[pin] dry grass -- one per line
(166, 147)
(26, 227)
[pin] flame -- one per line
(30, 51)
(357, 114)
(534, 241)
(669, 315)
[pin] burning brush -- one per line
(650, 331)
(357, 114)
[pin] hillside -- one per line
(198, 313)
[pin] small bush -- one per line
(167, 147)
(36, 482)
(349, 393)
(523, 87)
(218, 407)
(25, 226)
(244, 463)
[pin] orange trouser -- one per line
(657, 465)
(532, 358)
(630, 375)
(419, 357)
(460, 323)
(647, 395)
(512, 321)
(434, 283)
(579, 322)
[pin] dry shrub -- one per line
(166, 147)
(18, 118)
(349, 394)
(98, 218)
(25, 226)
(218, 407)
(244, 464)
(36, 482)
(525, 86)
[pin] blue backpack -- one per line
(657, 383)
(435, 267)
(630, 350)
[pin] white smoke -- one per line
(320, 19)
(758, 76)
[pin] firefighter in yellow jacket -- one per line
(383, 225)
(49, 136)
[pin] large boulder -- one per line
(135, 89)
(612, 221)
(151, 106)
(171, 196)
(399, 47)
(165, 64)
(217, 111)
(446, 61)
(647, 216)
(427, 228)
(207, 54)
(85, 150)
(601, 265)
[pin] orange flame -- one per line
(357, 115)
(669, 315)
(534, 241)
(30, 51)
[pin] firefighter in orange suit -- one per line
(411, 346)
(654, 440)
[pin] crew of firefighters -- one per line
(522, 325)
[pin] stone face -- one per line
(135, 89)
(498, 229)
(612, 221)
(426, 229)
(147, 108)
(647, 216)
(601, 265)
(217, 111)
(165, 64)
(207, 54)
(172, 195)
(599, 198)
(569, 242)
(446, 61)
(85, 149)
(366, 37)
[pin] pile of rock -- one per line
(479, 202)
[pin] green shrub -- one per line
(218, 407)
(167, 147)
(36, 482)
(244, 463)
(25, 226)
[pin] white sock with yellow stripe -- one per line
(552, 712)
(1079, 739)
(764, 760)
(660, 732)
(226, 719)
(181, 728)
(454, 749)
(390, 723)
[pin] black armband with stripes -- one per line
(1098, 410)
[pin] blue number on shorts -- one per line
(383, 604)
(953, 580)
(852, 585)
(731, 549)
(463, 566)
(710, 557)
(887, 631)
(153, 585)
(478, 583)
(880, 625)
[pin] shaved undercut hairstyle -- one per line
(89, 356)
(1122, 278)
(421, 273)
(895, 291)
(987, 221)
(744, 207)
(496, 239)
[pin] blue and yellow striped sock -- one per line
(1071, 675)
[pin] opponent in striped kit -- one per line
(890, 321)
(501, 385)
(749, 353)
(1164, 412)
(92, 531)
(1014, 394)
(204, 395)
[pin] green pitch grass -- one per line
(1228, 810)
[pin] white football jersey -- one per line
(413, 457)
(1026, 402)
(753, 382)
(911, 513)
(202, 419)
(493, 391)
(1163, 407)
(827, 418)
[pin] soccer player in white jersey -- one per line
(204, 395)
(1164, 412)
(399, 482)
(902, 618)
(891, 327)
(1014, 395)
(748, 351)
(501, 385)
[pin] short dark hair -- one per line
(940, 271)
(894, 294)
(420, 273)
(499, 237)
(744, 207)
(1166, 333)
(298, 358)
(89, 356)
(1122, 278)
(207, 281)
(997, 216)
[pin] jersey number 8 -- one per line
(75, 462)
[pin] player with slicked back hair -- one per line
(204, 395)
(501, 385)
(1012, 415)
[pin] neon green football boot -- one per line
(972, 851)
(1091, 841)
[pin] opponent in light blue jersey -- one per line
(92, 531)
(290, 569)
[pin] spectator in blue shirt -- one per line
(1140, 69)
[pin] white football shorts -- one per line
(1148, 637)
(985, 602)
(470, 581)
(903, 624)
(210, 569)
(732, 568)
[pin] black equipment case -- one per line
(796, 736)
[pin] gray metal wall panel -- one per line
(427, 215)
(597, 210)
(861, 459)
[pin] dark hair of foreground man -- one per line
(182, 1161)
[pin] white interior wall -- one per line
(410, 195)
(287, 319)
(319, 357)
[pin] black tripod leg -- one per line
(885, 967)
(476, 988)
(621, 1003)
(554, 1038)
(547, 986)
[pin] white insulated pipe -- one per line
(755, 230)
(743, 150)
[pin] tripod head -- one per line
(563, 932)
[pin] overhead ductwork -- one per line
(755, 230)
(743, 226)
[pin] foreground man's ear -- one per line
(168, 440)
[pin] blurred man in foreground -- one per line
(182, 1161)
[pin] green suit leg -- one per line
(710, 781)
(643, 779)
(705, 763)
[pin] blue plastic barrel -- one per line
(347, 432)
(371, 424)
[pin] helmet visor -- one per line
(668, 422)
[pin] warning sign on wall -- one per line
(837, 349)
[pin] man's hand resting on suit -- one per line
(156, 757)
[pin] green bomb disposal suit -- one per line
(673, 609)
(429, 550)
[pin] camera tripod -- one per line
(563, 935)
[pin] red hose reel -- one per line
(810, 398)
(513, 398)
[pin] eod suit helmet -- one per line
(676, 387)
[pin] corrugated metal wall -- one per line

--------------------------------------------------

### Task directions
Using the entries above, give again each line from the one containing "[pin] man's hand" through the last line, exactly and only those.

### Output of the exercise
[pin] man's hand resting on suit -- one per line
(156, 757)
[pin] green bomb disposal suit -- one per line
(673, 609)
(429, 550)
[pin] camera tripod -- one per line
(563, 935)
[pin] red hose reel -- one per line
(810, 398)
(513, 398)
[pin] eod suit helmet -- one per line
(676, 387)
[pin] corrugated metal wall -- one per line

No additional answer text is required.